Goal –
Arrange the material below as a Markdown table with the columns Row and Material line. Begin at the line containing "of the parked", continue through the final line of the material, and omit any blank lines.

Records supplied –
------------------------

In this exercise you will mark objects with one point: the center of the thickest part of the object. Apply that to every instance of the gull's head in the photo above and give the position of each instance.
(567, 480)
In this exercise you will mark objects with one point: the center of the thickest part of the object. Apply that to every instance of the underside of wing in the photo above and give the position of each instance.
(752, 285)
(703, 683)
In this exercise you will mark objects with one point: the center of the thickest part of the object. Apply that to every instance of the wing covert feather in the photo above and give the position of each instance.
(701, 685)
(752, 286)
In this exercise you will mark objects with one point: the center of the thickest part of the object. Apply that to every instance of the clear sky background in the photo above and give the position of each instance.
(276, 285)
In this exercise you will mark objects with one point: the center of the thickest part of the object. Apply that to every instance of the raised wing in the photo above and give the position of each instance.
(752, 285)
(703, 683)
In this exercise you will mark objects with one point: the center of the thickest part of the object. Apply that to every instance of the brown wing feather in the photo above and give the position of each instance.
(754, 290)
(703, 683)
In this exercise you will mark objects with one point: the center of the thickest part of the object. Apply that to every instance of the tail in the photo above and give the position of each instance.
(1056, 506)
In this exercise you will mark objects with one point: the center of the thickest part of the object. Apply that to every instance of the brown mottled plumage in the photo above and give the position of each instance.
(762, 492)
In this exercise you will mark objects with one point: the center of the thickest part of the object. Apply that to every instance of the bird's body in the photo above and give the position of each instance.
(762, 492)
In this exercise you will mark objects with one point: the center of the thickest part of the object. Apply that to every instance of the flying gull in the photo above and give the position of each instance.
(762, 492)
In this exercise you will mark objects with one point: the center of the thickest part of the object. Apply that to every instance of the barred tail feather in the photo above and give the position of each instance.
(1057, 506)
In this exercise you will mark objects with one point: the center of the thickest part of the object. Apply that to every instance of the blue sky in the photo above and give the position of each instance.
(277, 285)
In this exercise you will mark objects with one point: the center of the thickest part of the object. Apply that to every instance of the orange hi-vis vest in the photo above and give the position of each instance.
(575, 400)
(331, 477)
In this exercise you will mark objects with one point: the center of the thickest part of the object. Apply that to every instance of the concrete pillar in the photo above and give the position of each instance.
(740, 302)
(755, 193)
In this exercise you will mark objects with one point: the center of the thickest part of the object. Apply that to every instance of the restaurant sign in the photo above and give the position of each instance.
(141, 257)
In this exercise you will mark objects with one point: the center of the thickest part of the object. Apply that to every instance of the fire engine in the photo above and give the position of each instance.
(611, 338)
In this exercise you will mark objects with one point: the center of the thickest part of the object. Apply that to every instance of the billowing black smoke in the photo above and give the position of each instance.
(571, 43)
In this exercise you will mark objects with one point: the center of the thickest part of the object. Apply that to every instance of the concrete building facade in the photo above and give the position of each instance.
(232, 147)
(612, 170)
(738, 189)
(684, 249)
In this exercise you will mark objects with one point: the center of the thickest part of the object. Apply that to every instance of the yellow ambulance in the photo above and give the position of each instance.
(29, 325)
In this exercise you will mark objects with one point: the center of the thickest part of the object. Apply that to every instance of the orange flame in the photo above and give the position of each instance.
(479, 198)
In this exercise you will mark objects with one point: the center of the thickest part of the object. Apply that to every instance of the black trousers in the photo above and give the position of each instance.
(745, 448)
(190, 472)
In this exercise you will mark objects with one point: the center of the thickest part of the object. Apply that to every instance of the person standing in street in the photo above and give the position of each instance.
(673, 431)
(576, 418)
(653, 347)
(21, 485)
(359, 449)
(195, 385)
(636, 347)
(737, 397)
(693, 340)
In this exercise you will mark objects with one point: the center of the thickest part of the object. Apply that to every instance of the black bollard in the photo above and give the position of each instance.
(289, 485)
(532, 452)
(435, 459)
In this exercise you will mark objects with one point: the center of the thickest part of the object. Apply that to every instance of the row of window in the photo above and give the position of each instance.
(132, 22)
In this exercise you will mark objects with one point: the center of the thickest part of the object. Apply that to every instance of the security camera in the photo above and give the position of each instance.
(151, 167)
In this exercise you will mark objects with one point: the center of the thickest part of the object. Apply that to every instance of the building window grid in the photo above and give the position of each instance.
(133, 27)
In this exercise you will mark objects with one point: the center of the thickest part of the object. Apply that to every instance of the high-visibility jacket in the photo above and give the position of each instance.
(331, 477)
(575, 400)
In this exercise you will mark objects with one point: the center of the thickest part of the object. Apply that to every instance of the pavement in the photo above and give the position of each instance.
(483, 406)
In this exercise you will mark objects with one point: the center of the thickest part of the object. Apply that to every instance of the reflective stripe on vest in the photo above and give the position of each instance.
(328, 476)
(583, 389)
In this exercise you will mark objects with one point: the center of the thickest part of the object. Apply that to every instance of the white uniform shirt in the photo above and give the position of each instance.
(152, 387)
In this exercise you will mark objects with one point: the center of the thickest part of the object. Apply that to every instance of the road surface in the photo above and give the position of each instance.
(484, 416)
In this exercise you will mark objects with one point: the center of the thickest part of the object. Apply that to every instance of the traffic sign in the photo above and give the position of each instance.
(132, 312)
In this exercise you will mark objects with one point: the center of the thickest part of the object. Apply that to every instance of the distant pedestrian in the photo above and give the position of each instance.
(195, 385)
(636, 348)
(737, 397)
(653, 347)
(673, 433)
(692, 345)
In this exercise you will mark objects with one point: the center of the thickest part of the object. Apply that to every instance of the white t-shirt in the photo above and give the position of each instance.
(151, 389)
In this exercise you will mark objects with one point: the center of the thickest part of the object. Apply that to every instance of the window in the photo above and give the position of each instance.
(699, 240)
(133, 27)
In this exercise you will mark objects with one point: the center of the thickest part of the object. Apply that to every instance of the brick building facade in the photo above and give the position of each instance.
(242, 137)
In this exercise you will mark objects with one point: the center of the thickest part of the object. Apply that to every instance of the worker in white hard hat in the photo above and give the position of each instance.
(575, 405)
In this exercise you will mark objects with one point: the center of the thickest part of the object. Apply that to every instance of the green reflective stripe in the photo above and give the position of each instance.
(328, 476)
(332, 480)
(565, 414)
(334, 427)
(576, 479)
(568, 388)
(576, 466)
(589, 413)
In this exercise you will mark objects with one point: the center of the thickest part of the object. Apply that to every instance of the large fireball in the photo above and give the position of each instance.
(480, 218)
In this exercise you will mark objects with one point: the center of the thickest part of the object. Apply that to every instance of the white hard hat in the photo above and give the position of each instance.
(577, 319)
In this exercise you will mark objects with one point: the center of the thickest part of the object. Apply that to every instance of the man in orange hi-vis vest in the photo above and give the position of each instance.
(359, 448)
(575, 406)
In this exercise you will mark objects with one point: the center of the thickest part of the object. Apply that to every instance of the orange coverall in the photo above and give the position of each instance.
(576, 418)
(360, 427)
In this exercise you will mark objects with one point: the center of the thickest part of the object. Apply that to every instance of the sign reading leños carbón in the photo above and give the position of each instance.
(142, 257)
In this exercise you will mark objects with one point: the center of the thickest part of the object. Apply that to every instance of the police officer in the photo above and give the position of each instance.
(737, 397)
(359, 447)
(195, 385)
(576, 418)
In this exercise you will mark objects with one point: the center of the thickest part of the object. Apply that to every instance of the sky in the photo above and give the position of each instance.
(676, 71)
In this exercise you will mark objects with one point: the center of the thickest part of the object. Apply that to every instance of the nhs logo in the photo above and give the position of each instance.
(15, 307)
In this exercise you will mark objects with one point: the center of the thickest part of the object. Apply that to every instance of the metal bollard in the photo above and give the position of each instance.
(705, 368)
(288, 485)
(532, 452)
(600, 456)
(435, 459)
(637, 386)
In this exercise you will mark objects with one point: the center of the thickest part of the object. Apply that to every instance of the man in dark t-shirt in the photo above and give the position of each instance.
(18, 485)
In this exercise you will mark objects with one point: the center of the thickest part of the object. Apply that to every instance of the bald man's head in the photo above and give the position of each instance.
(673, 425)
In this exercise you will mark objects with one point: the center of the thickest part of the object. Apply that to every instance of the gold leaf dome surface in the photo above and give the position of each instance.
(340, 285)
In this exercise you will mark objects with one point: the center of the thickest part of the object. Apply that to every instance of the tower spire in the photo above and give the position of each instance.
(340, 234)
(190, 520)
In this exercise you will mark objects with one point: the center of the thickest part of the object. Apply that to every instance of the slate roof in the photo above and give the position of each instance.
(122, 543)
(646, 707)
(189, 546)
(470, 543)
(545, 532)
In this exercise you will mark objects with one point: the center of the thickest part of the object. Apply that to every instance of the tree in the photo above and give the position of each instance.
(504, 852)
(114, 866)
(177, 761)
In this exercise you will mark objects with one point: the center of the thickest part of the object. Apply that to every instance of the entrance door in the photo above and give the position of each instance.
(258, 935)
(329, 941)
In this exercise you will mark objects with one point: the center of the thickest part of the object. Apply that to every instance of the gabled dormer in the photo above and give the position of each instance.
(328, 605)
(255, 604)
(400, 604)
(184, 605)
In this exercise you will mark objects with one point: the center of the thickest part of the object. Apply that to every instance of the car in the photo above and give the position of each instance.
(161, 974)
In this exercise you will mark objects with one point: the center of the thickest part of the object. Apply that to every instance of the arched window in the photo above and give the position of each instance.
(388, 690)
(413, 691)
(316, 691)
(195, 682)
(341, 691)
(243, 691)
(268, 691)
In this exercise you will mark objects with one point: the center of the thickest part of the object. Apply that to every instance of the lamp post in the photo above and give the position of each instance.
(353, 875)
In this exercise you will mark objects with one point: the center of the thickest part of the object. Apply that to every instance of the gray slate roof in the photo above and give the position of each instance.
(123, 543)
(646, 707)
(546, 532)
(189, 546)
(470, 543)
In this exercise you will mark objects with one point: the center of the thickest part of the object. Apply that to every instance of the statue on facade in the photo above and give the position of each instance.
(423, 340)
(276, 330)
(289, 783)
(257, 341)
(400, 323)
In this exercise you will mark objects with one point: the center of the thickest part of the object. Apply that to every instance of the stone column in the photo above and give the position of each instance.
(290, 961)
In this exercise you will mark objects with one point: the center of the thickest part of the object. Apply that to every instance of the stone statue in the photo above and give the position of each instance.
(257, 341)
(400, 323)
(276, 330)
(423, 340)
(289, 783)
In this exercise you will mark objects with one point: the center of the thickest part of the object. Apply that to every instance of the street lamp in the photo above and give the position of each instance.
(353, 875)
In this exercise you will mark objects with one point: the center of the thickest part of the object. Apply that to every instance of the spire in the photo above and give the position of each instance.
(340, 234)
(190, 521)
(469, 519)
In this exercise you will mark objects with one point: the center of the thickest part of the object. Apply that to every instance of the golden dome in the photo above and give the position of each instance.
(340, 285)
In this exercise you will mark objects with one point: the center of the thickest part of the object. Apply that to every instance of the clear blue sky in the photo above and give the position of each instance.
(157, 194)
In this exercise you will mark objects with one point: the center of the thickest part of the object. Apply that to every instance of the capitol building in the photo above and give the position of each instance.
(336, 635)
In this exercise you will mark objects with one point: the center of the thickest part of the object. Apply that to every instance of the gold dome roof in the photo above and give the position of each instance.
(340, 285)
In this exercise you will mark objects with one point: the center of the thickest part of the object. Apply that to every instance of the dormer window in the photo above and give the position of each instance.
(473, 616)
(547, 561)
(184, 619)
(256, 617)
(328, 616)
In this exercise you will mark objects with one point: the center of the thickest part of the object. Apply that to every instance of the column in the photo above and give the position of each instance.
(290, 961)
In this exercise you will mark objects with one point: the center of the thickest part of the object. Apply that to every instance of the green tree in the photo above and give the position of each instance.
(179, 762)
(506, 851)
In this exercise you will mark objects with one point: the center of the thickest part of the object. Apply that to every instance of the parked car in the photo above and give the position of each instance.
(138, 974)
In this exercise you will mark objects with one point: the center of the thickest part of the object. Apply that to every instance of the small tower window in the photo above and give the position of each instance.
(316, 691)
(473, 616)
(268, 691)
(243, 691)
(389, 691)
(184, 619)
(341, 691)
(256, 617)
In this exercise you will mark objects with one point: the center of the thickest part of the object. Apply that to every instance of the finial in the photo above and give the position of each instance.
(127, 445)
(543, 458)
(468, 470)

------------------------

Solution below –
| Row | Material line |
|---|---|
| 1 | In this exercise you will mark objects with one point: the center of the thickest part of the object. Apply that to every instance of the parked car in the photo above and give the position of each instance. |
| 2 | (138, 974) |
| 3 | In this exercise you will mark objects with one point: the center of the thickest part of the object. Apply that to every instance of the small tower window in the photo above and give the position of each instance. |
| 4 | (316, 691) |
| 5 | (473, 616) |
| 6 | (268, 691) |
| 7 | (243, 691) |
| 8 | (389, 691) |
| 9 | (184, 619) |
| 10 | (341, 691) |
| 11 | (256, 617) |
| 12 | In this exercise you will mark objects with one point: the center of the thickest part of the object. Apply that to every instance of the finial in the photo above and give the position of each instance. |
| 13 | (127, 445) |
| 14 | (543, 458) |
| 15 | (468, 470) |